There hasn't been much to celebrate at the elite end of the sport when Ireland and Britain have clashed recently, but we can take some pride that our Hunter chasers and Point-to-Pointers are ruling the roost.
The number of trainers sending horses to Punchestown this year in particular has been very limited. In fact, in recent years, most of our top horses have aimed for Sandown's Celebration meeting, which set out some time ago to ensure the home team stayed home. In that respect, it's been Mission Accomplished. However, Punchestown is a lesser event without the spice of international competition, so I hope our leading lights will be back next year.
Not so, one Paul Nicholls, whose successful sally across the water brought success in the Punchestown Gold Cup, where Clan des Obeaux overcame Al Boum Photo and other top flight stayers, and Bob And Co, who nicked the Champion Hunters Chase from under Willie Mullins' nose yesterday evening.
David Maxwell, owner-rider of Bob And Co, is a rarity by today's standards, in not working for a licensed trainer or running a livery yard,as is the case with so many of our young riders. And he's not so young either! Although more than capable I should add.

Material shown -

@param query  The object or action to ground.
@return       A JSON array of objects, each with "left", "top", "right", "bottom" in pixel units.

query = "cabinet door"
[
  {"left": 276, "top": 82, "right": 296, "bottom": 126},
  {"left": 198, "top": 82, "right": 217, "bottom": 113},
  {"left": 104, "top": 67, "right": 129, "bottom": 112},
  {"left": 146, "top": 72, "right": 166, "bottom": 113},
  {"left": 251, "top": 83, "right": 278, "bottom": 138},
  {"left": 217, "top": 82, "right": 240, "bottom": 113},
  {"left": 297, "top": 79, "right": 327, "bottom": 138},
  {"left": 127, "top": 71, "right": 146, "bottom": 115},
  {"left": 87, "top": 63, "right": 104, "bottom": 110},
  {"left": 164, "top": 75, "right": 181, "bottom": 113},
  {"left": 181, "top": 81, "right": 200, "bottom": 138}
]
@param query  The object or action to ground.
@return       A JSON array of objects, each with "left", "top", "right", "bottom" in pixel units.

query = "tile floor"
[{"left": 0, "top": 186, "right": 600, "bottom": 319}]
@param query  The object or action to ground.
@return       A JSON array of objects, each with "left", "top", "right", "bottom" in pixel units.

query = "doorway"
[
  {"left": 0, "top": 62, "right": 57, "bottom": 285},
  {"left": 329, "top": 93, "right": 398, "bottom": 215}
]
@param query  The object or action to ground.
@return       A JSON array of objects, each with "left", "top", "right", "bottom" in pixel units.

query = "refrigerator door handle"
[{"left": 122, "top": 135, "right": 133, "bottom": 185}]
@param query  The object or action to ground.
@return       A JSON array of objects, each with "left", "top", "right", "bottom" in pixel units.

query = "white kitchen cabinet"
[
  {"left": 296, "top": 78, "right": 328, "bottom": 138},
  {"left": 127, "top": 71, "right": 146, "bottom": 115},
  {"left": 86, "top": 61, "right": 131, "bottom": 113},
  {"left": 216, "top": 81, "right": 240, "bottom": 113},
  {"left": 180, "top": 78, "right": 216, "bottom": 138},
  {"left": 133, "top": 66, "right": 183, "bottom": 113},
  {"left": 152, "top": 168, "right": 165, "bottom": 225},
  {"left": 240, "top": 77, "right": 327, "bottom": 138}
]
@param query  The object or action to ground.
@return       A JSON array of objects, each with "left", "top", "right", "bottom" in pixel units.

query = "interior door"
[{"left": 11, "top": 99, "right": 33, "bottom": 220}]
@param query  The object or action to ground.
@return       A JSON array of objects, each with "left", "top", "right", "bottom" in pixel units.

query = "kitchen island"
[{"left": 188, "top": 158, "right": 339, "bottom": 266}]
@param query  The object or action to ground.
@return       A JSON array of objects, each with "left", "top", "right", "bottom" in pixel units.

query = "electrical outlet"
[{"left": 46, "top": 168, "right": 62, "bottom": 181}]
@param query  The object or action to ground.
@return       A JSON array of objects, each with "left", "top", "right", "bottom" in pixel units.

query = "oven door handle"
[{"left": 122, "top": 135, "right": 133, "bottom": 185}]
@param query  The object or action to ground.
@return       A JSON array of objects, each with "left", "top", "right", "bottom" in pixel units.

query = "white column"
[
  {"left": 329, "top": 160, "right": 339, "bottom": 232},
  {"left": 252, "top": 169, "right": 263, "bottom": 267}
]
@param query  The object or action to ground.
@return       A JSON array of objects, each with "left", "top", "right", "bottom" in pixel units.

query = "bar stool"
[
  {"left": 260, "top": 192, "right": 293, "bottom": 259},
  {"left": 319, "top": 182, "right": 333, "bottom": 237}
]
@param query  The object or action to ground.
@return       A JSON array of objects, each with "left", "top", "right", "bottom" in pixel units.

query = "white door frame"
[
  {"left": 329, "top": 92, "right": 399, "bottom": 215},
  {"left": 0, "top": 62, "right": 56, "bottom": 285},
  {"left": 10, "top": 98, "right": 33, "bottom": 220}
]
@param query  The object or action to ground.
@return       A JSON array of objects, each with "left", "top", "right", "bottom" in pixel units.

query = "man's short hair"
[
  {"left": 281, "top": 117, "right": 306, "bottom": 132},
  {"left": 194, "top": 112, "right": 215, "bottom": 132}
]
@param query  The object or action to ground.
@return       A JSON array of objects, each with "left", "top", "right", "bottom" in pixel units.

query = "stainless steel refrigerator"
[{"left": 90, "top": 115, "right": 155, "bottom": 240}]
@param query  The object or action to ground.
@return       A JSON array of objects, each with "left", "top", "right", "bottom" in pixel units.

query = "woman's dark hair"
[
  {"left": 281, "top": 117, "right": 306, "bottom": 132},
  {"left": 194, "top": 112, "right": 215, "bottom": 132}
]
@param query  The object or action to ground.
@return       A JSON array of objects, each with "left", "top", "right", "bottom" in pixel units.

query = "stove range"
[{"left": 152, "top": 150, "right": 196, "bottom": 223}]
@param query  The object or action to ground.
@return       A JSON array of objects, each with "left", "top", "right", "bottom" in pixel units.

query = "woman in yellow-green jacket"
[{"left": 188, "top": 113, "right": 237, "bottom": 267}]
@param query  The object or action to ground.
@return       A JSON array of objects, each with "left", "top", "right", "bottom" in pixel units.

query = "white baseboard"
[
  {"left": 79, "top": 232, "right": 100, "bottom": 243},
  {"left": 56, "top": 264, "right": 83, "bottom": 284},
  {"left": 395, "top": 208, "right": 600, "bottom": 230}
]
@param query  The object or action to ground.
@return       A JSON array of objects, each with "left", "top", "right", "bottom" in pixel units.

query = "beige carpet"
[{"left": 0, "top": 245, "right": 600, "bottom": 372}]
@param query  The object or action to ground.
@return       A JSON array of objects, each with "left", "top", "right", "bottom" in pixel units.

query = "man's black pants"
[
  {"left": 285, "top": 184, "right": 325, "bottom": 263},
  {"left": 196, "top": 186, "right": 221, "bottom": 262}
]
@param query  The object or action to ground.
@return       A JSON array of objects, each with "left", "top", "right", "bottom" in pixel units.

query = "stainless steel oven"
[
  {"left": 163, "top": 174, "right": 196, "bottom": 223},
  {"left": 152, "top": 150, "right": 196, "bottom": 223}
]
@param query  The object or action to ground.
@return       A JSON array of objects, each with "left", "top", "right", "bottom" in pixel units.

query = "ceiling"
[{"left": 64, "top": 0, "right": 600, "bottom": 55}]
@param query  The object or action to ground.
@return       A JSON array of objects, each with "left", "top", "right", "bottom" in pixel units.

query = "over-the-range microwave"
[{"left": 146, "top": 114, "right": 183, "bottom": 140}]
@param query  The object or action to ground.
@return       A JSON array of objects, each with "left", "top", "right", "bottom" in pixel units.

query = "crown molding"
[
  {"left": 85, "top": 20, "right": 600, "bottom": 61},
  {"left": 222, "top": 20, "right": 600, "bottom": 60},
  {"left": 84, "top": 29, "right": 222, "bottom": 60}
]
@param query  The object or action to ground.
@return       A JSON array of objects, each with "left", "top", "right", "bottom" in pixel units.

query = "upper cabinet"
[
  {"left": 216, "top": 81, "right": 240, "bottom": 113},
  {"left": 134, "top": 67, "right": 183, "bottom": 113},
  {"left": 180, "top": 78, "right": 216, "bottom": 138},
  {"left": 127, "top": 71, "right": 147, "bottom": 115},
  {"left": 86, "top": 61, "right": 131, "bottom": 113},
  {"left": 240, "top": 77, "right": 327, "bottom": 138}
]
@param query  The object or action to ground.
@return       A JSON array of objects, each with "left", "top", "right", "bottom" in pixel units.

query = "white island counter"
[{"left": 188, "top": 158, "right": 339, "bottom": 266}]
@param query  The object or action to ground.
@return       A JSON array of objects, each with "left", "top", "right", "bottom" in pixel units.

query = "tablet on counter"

To do - Copy everything from "There hasn't been" down to "back next year." in the racing text, swapping "leading lights" for "best horses" wherever it occurs. The lines after the racing text are separate material and do not belong to it.

Written answer -
There hasn't been much to celebrate at the elite end of the sport when Ireland and Britain have clashed recently, but we can take some pride that our Hunter chasers and Point-to-Pointers are ruling the roost.
The number of trainers sending horses to Punchestown this year in particular has been very limited. In fact, in recent years, most of our top horses have aimed for Sandown's Celebration meeting, which set out some time ago to ensure the home team stayed home. In that respect, it's been Mission Accomplished. However, Punchestown is a lesser event without the spice of international competition, so I hope our best horses will be back next year.